Record presi da una fonte di dati
....

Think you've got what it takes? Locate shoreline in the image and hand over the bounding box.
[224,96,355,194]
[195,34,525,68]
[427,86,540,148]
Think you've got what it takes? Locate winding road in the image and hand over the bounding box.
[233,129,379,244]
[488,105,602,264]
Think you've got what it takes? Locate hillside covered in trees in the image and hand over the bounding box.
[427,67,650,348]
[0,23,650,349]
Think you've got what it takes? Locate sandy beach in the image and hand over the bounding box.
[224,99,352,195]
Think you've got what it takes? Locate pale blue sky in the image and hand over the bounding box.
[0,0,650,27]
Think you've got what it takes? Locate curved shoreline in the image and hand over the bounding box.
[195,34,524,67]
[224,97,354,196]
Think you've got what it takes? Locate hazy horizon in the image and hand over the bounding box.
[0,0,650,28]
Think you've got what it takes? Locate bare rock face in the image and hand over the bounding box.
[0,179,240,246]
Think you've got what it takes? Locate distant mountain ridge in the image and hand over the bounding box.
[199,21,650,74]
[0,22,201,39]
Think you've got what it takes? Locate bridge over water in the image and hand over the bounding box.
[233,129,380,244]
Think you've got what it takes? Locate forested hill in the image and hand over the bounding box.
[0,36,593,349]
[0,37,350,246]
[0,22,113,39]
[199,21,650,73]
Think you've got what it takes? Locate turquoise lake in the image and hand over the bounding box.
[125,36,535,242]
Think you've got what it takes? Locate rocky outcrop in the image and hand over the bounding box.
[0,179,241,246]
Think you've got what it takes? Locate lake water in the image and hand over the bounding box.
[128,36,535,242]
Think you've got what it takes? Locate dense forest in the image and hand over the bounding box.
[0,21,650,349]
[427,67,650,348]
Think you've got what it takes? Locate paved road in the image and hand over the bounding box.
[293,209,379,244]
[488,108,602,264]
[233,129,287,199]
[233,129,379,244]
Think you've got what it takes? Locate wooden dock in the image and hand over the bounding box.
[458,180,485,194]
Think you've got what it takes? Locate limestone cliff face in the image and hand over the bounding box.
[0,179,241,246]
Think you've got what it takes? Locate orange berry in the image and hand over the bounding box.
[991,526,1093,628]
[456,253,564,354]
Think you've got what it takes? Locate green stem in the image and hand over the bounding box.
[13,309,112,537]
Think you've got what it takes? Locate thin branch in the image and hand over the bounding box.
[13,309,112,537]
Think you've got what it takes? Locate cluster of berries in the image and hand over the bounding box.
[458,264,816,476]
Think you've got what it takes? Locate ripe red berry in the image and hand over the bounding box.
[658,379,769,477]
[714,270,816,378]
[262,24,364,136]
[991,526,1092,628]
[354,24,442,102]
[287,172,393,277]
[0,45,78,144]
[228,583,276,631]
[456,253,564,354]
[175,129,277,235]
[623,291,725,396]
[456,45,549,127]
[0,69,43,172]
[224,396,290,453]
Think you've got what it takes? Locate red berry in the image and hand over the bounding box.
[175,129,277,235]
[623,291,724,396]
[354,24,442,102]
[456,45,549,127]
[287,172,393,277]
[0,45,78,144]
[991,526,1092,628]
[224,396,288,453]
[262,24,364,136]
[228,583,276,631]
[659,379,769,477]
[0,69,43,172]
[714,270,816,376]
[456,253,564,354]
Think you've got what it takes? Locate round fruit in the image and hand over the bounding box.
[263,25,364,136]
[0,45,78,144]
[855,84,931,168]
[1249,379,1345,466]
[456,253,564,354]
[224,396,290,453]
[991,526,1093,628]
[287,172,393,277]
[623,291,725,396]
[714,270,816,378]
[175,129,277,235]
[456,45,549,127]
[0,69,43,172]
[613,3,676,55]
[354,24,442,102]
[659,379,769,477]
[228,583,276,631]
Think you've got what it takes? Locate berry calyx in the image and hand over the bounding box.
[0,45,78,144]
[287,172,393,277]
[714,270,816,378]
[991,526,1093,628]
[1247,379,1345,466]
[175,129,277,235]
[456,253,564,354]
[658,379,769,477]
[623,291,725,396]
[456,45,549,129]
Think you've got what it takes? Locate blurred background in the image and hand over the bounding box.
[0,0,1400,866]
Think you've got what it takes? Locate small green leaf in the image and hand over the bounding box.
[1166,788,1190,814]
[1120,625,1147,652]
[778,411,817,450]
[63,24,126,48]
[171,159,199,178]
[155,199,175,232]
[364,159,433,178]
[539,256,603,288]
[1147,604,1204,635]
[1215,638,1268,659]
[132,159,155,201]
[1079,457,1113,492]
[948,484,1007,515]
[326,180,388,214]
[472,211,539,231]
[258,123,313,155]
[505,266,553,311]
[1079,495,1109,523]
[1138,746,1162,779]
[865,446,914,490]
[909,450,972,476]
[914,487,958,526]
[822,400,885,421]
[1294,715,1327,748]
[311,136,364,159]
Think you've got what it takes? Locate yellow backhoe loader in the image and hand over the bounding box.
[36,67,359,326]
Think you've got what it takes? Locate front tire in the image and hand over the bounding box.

....

#### CONSEGNA ESERCIZIO
Trasforma le righe di tutti i record qui sopra in un elenco JSON di stringhe, una stringa per riga, senza le righe vuote.

#### SOLUZIONE DEL PROBLEMA
[
  "Think you've got what it takes? Locate shoreline in the image and hand over the bounding box.",
  "[224,96,355,194]",
  "[195,34,525,68]",
  "[427,86,540,148]",
  "Think you've got what it takes? Locate winding road in the image and hand over the bounding box.",
  "[233,129,379,244]",
  "[488,105,602,264]",
  "Think you've got what it takes? Locate hillside covered in trees in the image and hand over the bounding box.",
  "[427,67,650,348]",
  "[0,23,650,349]",
  "Think you've got what it takes? Locate sandy beach in the image and hand over the bounding box.",
  "[224,99,352,195]",
  "Think you've got what it takes? Locate pale blue sky in the image and hand over the bounding box.",
  "[0,0,650,27]",
  "Think you've got what it takes? Locate curved shoreline in the image and hand over the bounding box.",
  "[195,34,524,67]",
  "[224,97,354,196]",
  "Think you've got what it takes? Locate hazy horizon in the image and hand over the bounding box.",
  "[0,0,650,28]",
  "Think you've got what it takes? Locate bare rock face in the image and hand over the bounding box.",
  "[0,179,240,246]",
  "Think you've got what it takes? Locate distant mountain ridge in the image and hand over the bounding box.",
  "[199,21,650,74]",
  "[0,22,201,39]",
  "Think you've got what it takes? Locate bridge over water in the image and hand over the bounding box.",
  "[233,129,380,244]",
  "Think you've got what it takes? Locate forested hill in the image and hand over the bounding box.",
  "[0,36,593,349]",
  "[0,37,350,246]",
  "[0,22,113,39]",
  "[199,21,650,73]",
  "Think you've got what it takes? Locate turquoise lake in the image and hand over the bounding box.",
  "[125,36,535,242]",
  "Think you've got what it takes? Locate rocky outcrop in the image and hand over the bounding box.",
  "[0,179,241,246]",
  "Think you've got what it takes? Locate lake water in the image and hand over the bounding box.",
  "[128,36,535,242]",
  "Think you've got what it takes? Locate dense forest in the image and hand over the bounding box.",
  "[0,21,650,349]",
  "[427,67,650,348]",
  "Think you've got what it takes? Locate paved road in the image and hand over the bounding box.",
  "[293,209,379,244]",
  "[488,108,602,264]",
  "[233,129,287,199]",
  "[233,129,379,244]",
  "Think you've got what it takes? Locate wooden dock in the image and hand over the bounding box.",
  "[458,180,485,194]",
  "Think you've got what it takes? Locate limestone cliff face in the image and hand over the bounding box.",
  "[0,179,241,246]",
  "Think you've got what it takes? Locate orange berry in the image and hand over the bounding box.",
  "[991,526,1093,628]",
  "[456,253,564,354]",
  "Think you've got what it takes? Locate green stem in the image and hand over the bounding box.",
  "[13,309,112,537]",
  "Think you've got what it takes? Locate thin branch in the image and hand over the bounding box.",
  "[13,309,112,537]",
  "Think you've got what it takes? Locate cluster of berries in the image and hand over the bounding box.",
  "[458,264,816,476]",
  "Think you've got what it takes? Locate ripe red berry in the image and hand over the bounding box.",
  "[658,379,769,477]",
  "[714,270,816,378]",
  "[262,24,364,136]",
  "[991,526,1092,628]",
  "[354,24,442,102]",
  "[287,172,393,277]",
  "[0,45,78,144]",
  "[228,583,276,631]",
  "[456,253,564,354]",
  "[175,129,277,235]",
  "[623,291,725,396]",
  "[456,45,549,127]",
  "[0,69,43,172]",
  "[224,396,290,453]",
  "Think you've got what it takes? Locate red berry in the image and hand over the bounding box.",
  "[175,129,277,235]",
  "[623,291,724,396]",
  "[354,24,442,102]",
  "[456,45,549,127]",
  "[287,172,393,277]",
  "[0,45,78,144]",
  "[991,526,1092,628]",
  "[224,396,288,453]",
  "[262,24,364,136]",
  "[228,583,276,631]",
  "[659,379,769,477]",
  "[0,69,43,172]",
  "[714,270,816,376]",
  "[456,253,564,354]",
  "Think you've got what it takes? Locate round fruit in the image and hand over the bounding box.",
  "[263,25,364,136]",
  "[0,45,78,144]",
  "[855,84,931,168]",
  "[1249,379,1345,466]",
  "[456,253,564,354]",
  "[224,396,290,453]",
  "[991,526,1093,628]",
  "[287,172,393,277]",
  "[623,291,725,396]",
  "[714,270,816,378]",
  "[175,129,277,235]",
  "[456,45,549,127]",
  "[0,69,43,172]",
  "[613,3,676,55]",
  "[354,24,442,102]",
  "[659,379,769,477]",
  "[228,583,276,631]",
  "Think you've got what it takes? Locate berry calyx in the image and hand over the bounding box.",
  "[0,45,78,144]",
  "[287,172,393,277]",
  "[714,270,816,378]",
  "[991,526,1093,628]",
  "[1247,379,1345,466]",
  "[175,129,277,235]",
  "[456,253,564,354]",
  "[658,379,769,477]",
  "[623,291,725,396]",
  "[456,45,549,129]",
  "Think you've got what it takes? Locate blurred background in the image and hand over the bounding box.",
  "[0,0,1400,866]",
  "Think you've got what it takes? Locate small green leaf in the image and hand over the bounding box.",
  "[1166,788,1190,814]",
  "[1120,625,1147,652]",
  "[778,411,817,450]",
  "[63,24,126,48]",
  "[171,159,199,178]",
  "[155,199,175,232]",
  "[364,159,433,178]",
  "[539,256,603,288]",
  "[1147,604,1204,635]",
  "[1215,638,1268,659]",
  "[132,159,155,201]",
  "[1079,457,1113,492]",
  "[948,484,1007,515]",
  "[326,180,388,214]",
  "[472,211,539,231]",
  "[258,123,313,155]",
  "[505,266,553,311]",
  "[1079,495,1109,523]",
  "[1138,746,1162,779]",
  "[865,446,914,490]",
  "[909,450,972,476]",
  "[914,487,958,526]",
  "[822,400,885,421]",
  "[1294,715,1327,748]",
  "[311,136,364,159]",
  "Think you've got what it takes? Locate yellow backhoe loader in the image and hand over the bounding box.",
  "[36,67,359,326]",
  "Think you've got what it takes? Locate front tire in the image and hand over the bounding box."
]